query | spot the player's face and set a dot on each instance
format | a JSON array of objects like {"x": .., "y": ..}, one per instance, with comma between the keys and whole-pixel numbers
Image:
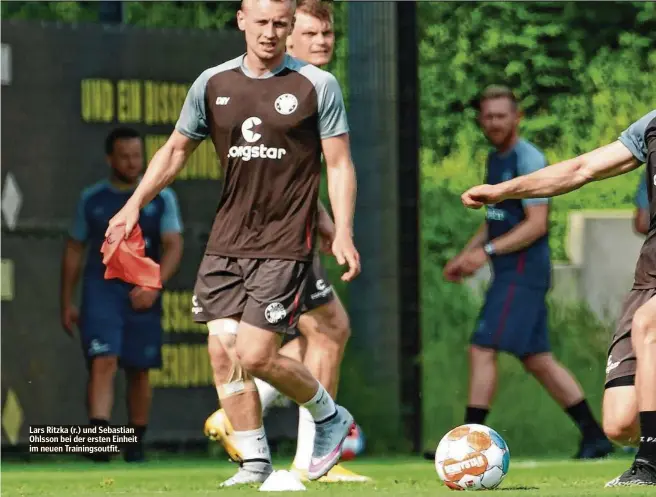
[
  {"x": 266, "y": 25},
  {"x": 312, "y": 39},
  {"x": 499, "y": 119},
  {"x": 126, "y": 160}
]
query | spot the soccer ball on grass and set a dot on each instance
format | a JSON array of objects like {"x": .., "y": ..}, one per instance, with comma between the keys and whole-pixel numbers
[{"x": 472, "y": 457}]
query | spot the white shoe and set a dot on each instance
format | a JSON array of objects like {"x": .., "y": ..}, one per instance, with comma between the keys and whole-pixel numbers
[
  {"x": 337, "y": 474},
  {"x": 253, "y": 473},
  {"x": 328, "y": 442}
]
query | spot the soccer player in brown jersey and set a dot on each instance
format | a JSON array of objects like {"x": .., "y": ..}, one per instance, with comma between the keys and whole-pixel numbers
[
  {"x": 324, "y": 323},
  {"x": 270, "y": 117},
  {"x": 629, "y": 405}
]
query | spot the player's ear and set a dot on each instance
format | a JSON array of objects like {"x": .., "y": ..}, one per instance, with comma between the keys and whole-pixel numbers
[{"x": 241, "y": 20}]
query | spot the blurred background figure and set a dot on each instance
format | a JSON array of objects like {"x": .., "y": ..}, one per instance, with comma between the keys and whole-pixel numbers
[
  {"x": 514, "y": 240},
  {"x": 641, "y": 215},
  {"x": 120, "y": 324}
]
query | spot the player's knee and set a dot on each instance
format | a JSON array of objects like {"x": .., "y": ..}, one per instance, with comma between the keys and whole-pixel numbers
[
  {"x": 256, "y": 361},
  {"x": 643, "y": 329},
  {"x": 341, "y": 329},
  {"x": 481, "y": 356},
  {"x": 104, "y": 366},
  {"x": 328, "y": 328},
  {"x": 538, "y": 365},
  {"x": 219, "y": 359},
  {"x": 619, "y": 428}
]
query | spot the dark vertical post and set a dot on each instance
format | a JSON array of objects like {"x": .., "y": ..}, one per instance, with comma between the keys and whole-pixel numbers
[
  {"x": 409, "y": 220},
  {"x": 110, "y": 12}
]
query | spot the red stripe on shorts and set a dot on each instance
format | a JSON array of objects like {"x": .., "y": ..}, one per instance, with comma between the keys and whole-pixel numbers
[
  {"x": 308, "y": 234},
  {"x": 504, "y": 313},
  {"x": 297, "y": 299},
  {"x": 521, "y": 262}
]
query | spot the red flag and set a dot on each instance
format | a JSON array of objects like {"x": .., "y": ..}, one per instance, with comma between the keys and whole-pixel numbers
[{"x": 127, "y": 261}]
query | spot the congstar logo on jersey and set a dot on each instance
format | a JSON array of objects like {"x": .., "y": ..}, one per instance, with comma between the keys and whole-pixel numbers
[{"x": 249, "y": 130}]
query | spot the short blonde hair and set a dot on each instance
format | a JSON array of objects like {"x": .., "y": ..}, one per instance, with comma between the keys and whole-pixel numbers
[
  {"x": 497, "y": 91},
  {"x": 316, "y": 8}
]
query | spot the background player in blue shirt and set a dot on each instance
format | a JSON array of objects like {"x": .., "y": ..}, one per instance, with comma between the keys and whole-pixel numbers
[
  {"x": 119, "y": 323},
  {"x": 515, "y": 240},
  {"x": 629, "y": 406},
  {"x": 641, "y": 216}
]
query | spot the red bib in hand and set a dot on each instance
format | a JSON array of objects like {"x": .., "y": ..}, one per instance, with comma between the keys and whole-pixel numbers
[{"x": 127, "y": 261}]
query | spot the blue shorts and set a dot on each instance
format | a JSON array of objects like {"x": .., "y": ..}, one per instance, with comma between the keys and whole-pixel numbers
[
  {"x": 109, "y": 326},
  {"x": 513, "y": 320}
]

# The task
Rewrite all of the material above with every "set a dot" changed to "place a point" and nothing else altered. Leave out the pictures.

# Exercise response
query | spot the player's face and place a point on each instance
format | a JSON array of objects like {"x": .., "y": ..}, one per instance, with comma between the keys and whole-pixel numbers
Image:
[
  {"x": 266, "y": 25},
  {"x": 312, "y": 39},
  {"x": 499, "y": 119},
  {"x": 126, "y": 160}
]
query | spot the soccer ball on grass and place a point on each instance
format | a JSON array of objects like {"x": .., "y": ..}, one per instance, with comma between the keys and whole-pixel numbers
[{"x": 472, "y": 457}]
query | spot the white shoe and place a point on each instance
format | a JSON array of objects like {"x": .., "y": ..}, one per instance, with comma between the keys and whole-pixel numbers
[
  {"x": 337, "y": 474},
  {"x": 253, "y": 473},
  {"x": 328, "y": 442}
]
query | spot the soccer player in brown jersey and place a point on each instance
format | a JSON array of objects like {"x": .., "y": ..}, one per instance, with comma between the keys and whole-pixel numbers
[
  {"x": 324, "y": 323},
  {"x": 270, "y": 117},
  {"x": 629, "y": 405}
]
query | spot the player's ear and place a point on each instance
format | a JSON array of objects like {"x": .., "y": ..}, one per instance, with comma between the keys and whole-pixel numbers
[{"x": 241, "y": 20}]
query | spot the blurred background figure and place a point on each instance
format | a JSON array of objects like {"x": .., "y": ..}, one per instance, with comma between the keys and whole-pixel numbers
[
  {"x": 514, "y": 240},
  {"x": 641, "y": 215},
  {"x": 120, "y": 324}
]
query | spot the player's knee and place a point on each instance
format | a JSON array of objects like {"x": .., "y": ..}, one per instance, with comma between the keys and whole-pixel numbers
[
  {"x": 256, "y": 361},
  {"x": 643, "y": 329},
  {"x": 341, "y": 329},
  {"x": 481, "y": 356},
  {"x": 104, "y": 366},
  {"x": 328, "y": 328},
  {"x": 538, "y": 365},
  {"x": 219, "y": 359},
  {"x": 619, "y": 428}
]
query | spot the dark vertical post and place a point on each instance
format | a JSON array of objects like {"x": .., "y": ..}, one per instance, with comma between the keys and whole-pixel numbers
[
  {"x": 409, "y": 220},
  {"x": 110, "y": 12}
]
query | spot the red stripe on shorts and place a point on each instance
format | a JSON array of objects like {"x": .., "y": ..}, one per instance, with comma between the keys and whole-pixel numbers
[
  {"x": 308, "y": 234},
  {"x": 504, "y": 313},
  {"x": 297, "y": 299},
  {"x": 521, "y": 262}
]
query | spot the red flag and place a point on each instance
format | a JSON array of objects like {"x": .., "y": ..}, one per instance, with comma between the keys and whole-pixel numbers
[{"x": 127, "y": 261}]
query | spot the congstar logo on jersey and place a point on each instance
format | a JSON array of objects like {"x": .., "y": ..}, one per instance, with comma between the keys and whole-pixel numbers
[{"x": 249, "y": 130}]
query | spot the short blonde hair and place a point on each instance
format | a JSON array of objects like {"x": .., "y": ..}, one per instance, with comma between the keys and whole-pixel numbers
[
  {"x": 497, "y": 91},
  {"x": 316, "y": 8}
]
query | spot the background player in blue shirt and place a point on each instance
format | a JSON array of objects like {"x": .., "y": ..}, one per instance, with comma between the keys and whole-pixel numbers
[
  {"x": 119, "y": 323},
  {"x": 515, "y": 240},
  {"x": 629, "y": 406},
  {"x": 641, "y": 216}
]
query | spot the red bib in hand and place a point on each instance
format | a JSON array of objects like {"x": .., "y": ..}, one per instance, with comma between the keys and whole-pixel numbers
[{"x": 127, "y": 261}]
query | spot the blue shorts and place a point on each instance
format | a JSON array of objects like {"x": .., "y": ..}, one per instance, with comma between the keys and whole-pixel numbers
[
  {"x": 109, "y": 326},
  {"x": 513, "y": 320}
]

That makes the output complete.